((

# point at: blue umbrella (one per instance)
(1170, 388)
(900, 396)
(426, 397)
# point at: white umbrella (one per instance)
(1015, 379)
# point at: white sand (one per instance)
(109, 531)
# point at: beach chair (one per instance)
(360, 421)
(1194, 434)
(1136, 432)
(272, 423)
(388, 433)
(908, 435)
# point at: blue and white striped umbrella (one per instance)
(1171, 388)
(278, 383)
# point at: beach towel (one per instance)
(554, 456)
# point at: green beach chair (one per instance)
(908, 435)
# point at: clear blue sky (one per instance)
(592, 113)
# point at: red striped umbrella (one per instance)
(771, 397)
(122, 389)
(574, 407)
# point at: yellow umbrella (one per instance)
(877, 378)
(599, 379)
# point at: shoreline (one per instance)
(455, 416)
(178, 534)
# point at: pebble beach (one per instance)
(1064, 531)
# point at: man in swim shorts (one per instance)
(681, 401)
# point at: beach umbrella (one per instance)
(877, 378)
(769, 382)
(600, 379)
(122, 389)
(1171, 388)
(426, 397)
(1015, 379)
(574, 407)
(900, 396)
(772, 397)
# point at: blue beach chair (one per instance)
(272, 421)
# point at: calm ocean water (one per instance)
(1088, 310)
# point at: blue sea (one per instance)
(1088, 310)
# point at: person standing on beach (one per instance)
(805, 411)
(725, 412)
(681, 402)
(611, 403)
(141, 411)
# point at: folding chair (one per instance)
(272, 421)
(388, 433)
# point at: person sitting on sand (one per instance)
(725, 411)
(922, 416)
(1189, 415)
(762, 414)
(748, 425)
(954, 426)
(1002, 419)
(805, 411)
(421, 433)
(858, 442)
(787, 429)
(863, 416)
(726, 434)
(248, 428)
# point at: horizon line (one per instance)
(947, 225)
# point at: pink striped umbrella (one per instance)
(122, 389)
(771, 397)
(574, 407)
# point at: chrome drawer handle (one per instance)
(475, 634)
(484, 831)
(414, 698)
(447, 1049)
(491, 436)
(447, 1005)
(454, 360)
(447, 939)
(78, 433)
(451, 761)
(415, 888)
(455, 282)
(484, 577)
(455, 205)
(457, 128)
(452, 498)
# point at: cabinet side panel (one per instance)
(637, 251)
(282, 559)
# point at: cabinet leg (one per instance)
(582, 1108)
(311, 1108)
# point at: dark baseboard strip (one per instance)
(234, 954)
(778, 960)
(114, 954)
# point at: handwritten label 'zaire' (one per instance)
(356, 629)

))

Task: Could you write out all of these rows again, changing every "umbrella" to "parasol" and leaving everything else the same?

Response to the exercise:
# point at: blue parasol (one per instance)
(1170, 388)
(900, 396)
(426, 397)
# point at: white parasol (one per instance)
(1015, 379)
# point at: white sand (one per instance)
(109, 531)
# point at: beach chair (one per instance)
(360, 421)
(1194, 434)
(1136, 432)
(272, 423)
(388, 433)
(908, 435)
# point at: blue and white striped parasol (one per instance)
(1171, 388)
(278, 383)
# point at: beach towel (one per instance)
(554, 456)
# point at: green beach chair (one per instance)
(908, 435)
# point at: clear blue sky (one per instance)
(592, 113)
# point at: red striped parasol (one per instance)
(771, 397)
(122, 389)
(574, 407)
# point at: yellow parasol (one per instance)
(877, 378)
(599, 379)
# point at: shoreline (one per instance)
(455, 416)
(178, 534)
# point at: pebble beach (one per instance)
(1064, 531)
# point at: man in swim shorts (one per instance)
(681, 401)
# point at: beach parasol (one per instance)
(877, 378)
(769, 382)
(600, 379)
(122, 389)
(1171, 388)
(426, 397)
(1015, 379)
(574, 407)
(900, 396)
(772, 397)
# point at: blue beach chair (one per instance)
(272, 421)
# point at: calm ocean water (one per instance)
(1088, 310)
# point at: blue sea (one per instance)
(1088, 310)
# point at: person standing on beach (one per instance)
(805, 411)
(725, 412)
(681, 402)
(611, 403)
(141, 411)
# point at: folding chair (one per instance)
(272, 421)
(388, 433)
# point at: person sitting on sand (one per instance)
(725, 411)
(922, 416)
(1189, 415)
(762, 414)
(748, 425)
(954, 426)
(1002, 419)
(805, 411)
(421, 433)
(858, 442)
(787, 429)
(863, 416)
(726, 434)
(248, 428)
# point at: horizon line (one per instance)
(947, 225)
# point at: pink striped parasol (one per instance)
(122, 389)
(771, 397)
(574, 407)
# point at: chrome drawer handle (one per instance)
(475, 634)
(484, 831)
(414, 698)
(447, 1049)
(491, 436)
(447, 1005)
(454, 360)
(447, 939)
(78, 433)
(451, 761)
(415, 888)
(455, 282)
(484, 577)
(455, 205)
(457, 128)
(452, 498)
# point at: cabinet side panel (one per instance)
(637, 251)
(282, 559)
# point at: cabinet leg (one per instance)
(582, 1108)
(311, 1108)
# point at: dark baseboard strip (one per instance)
(234, 954)
(778, 960)
(114, 954)
# point at: handwritten label 'zaire' (one per instance)
(356, 629)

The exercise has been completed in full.